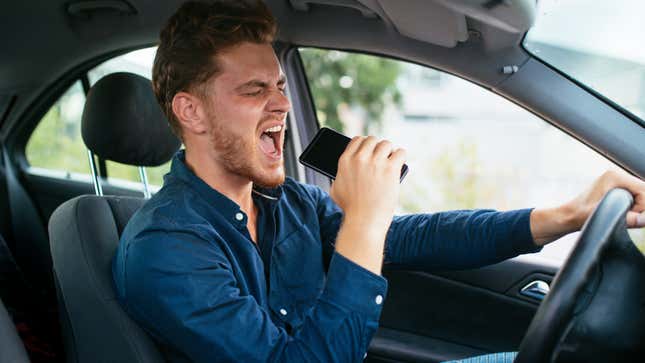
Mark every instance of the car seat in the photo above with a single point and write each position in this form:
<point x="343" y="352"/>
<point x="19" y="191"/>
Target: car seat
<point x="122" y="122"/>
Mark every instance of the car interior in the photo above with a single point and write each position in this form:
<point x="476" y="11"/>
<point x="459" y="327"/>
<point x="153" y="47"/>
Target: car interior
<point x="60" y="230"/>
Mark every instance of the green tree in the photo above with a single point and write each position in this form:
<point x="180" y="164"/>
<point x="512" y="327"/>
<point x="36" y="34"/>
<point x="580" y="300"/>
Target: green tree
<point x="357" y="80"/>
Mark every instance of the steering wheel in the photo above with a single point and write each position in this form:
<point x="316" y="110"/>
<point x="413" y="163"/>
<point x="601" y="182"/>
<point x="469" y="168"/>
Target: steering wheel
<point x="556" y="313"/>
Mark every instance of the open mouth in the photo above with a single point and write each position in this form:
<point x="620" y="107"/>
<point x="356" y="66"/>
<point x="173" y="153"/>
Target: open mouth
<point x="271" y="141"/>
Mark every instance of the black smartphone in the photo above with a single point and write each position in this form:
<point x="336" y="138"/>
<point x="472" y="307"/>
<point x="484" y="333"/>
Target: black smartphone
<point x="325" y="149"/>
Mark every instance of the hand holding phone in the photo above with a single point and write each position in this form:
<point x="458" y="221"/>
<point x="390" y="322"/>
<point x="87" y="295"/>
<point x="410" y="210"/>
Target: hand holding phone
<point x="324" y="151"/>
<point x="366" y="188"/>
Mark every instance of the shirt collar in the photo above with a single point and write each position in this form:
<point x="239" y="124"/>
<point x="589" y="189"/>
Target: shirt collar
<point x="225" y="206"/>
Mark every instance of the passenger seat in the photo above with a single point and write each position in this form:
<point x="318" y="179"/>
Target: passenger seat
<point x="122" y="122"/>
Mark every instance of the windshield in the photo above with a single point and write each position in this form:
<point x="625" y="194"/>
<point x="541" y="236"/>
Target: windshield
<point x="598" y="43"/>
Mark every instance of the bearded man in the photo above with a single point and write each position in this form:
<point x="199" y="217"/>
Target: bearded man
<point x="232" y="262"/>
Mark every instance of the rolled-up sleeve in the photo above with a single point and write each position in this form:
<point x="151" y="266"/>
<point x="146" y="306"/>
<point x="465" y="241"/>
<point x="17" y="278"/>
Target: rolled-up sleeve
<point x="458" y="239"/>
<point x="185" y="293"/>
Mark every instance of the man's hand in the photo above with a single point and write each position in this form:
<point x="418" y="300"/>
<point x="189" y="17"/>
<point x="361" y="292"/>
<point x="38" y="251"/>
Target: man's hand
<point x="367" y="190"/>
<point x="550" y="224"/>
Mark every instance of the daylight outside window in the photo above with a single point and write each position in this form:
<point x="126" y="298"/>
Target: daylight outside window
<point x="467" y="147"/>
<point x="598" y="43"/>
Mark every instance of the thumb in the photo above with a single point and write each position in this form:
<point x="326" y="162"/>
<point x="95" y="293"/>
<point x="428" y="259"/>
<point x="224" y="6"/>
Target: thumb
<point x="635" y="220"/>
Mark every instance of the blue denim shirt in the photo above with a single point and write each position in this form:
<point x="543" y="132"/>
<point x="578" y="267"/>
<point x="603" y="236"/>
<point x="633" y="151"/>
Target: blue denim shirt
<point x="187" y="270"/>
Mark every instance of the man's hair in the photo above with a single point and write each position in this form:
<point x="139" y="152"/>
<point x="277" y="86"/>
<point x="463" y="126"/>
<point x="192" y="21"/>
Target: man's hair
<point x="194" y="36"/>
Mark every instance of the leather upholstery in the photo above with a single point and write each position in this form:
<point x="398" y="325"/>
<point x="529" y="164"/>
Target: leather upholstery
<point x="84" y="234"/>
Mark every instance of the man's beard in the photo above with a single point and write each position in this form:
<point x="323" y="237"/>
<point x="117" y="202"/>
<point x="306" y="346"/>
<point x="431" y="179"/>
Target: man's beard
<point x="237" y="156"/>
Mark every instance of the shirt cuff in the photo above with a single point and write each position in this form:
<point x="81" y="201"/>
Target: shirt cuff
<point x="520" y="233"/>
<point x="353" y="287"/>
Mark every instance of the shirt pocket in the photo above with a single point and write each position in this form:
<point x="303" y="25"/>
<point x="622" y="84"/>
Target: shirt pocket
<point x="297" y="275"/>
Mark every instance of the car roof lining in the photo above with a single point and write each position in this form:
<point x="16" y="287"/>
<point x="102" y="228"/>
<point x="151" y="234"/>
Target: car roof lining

****

Among the lines above, find those with the word "roof" and list them.

Mark every instance of the car roof lining in the photo above with a single point and write each position in this form:
Target: car roof lining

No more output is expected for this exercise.